Print the lines of every row below verbatim, leaving out the pictures.
------ PROVIDED RECORDS
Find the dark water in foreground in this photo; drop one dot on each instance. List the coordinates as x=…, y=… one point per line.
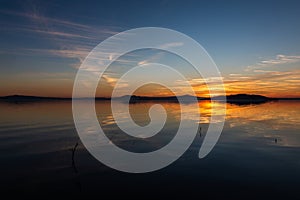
x=257, y=155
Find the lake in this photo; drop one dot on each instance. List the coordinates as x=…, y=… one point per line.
x=257, y=155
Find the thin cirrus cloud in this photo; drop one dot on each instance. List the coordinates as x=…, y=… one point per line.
x=72, y=40
x=279, y=60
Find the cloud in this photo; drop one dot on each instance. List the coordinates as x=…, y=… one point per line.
x=279, y=60
x=170, y=45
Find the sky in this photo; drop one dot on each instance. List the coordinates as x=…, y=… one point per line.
x=255, y=44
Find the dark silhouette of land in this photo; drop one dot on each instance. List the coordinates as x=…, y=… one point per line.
x=235, y=99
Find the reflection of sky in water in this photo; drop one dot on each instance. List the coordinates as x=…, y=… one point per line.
x=36, y=139
x=274, y=121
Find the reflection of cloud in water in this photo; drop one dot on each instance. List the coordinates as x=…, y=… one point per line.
x=273, y=121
------------
◆ **RESULT BELOW**:
Find the dark water in foreground in this photo; drop one dot on each instance. List the coordinates as x=…, y=… one point per line.
x=257, y=155
Find the lake in this photo; drop one dot on each instance. List the coordinates as x=…, y=… one point per line.
x=257, y=155
Find the thin cirrus cloud in this photo; drop one dot on each instance. List the coordinates as x=…, y=… one point per line.
x=72, y=40
x=279, y=60
Find the cloud in this photo; drop one dot on each instance. List the coordinates as x=…, y=… one point per line.
x=279, y=60
x=170, y=45
Find the sky in this photo; drop one dot on each instance. List the coordinates as x=…, y=… one point per line.
x=255, y=44
Find the dark silhouette of land in this photo; drop one dot on each instance. List the coordinates as x=…, y=… one point per line.
x=235, y=99
Find the reflection of sky in water in this photo; drop one dot on each instance. List the coordinates as x=…, y=… one point per line.
x=36, y=139
x=274, y=121
Find the reflection of cloud in water in this photo; drop one dot on each instance. List the coordinates as x=…, y=… one point per line.
x=273, y=121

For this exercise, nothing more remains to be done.